Exercise aim => Go through the data below and copy each line that includes "stucco".
====== Task material
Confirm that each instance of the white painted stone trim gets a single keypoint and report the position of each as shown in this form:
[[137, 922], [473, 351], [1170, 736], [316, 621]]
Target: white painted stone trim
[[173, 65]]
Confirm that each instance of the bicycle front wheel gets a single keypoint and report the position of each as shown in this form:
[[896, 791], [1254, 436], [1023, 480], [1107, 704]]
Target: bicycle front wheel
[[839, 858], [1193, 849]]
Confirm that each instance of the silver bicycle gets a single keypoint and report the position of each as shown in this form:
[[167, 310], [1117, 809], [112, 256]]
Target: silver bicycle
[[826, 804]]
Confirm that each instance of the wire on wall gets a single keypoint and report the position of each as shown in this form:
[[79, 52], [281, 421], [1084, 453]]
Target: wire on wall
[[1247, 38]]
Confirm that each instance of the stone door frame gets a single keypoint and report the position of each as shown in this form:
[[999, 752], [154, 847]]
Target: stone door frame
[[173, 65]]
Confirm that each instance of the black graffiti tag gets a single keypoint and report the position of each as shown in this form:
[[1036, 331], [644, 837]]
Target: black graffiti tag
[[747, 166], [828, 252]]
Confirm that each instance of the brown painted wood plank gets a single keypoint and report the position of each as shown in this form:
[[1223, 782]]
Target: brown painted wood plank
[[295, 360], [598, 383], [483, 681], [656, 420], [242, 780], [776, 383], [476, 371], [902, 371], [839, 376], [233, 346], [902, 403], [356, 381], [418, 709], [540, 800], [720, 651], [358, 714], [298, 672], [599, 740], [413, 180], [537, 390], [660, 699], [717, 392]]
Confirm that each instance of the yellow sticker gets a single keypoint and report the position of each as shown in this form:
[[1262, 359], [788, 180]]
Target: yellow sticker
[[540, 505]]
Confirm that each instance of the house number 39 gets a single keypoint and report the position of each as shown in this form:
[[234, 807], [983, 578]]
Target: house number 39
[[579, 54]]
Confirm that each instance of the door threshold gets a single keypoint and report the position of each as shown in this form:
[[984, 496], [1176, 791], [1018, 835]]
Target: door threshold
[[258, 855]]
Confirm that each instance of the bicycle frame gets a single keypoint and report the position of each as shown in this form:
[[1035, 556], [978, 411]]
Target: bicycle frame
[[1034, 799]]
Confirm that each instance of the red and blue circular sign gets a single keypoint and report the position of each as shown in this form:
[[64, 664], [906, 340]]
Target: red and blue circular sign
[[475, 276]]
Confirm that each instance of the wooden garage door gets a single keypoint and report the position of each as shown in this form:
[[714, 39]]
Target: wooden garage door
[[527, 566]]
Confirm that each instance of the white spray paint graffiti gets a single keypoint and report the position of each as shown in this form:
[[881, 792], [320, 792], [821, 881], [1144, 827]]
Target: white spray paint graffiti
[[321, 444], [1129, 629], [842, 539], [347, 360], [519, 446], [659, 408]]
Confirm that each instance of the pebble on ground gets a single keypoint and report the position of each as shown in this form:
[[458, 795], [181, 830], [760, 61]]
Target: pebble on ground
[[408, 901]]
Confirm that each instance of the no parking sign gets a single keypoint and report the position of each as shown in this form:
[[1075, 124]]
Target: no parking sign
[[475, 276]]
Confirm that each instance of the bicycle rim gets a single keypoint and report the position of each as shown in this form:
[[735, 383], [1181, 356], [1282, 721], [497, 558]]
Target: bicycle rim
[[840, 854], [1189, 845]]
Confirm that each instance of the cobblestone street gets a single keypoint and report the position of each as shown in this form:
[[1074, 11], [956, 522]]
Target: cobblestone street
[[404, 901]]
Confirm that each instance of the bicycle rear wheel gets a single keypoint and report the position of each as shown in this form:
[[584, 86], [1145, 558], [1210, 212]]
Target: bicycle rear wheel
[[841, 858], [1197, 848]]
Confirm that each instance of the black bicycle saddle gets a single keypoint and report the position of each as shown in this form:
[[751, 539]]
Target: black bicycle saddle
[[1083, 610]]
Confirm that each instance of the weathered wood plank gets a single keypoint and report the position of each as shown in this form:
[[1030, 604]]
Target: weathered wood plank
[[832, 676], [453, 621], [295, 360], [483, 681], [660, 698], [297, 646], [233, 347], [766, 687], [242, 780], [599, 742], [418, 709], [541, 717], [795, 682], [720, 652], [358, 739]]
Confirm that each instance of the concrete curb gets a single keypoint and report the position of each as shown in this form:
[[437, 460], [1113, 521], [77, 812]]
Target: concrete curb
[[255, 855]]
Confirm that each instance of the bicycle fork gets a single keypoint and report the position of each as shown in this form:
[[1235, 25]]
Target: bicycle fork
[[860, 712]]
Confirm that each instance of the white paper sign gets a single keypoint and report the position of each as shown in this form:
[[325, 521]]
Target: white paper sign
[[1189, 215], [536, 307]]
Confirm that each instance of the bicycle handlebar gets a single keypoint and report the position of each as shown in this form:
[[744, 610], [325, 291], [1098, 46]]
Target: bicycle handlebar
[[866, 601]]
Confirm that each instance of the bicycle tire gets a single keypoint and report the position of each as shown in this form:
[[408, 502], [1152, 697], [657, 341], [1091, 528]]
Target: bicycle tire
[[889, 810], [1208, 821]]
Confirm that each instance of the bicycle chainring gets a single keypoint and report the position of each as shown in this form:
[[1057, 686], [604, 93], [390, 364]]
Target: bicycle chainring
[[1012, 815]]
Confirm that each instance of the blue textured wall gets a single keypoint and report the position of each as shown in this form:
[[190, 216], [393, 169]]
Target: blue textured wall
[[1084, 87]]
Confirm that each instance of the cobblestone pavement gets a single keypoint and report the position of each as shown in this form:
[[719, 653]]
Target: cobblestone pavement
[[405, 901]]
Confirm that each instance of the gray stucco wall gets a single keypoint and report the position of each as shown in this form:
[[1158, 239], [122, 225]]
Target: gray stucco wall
============
Your response =>
Confirm that each instance of the gray stucco wall gets a single keypoint and report the position of each as shown in this form:
Target: gray stucco wall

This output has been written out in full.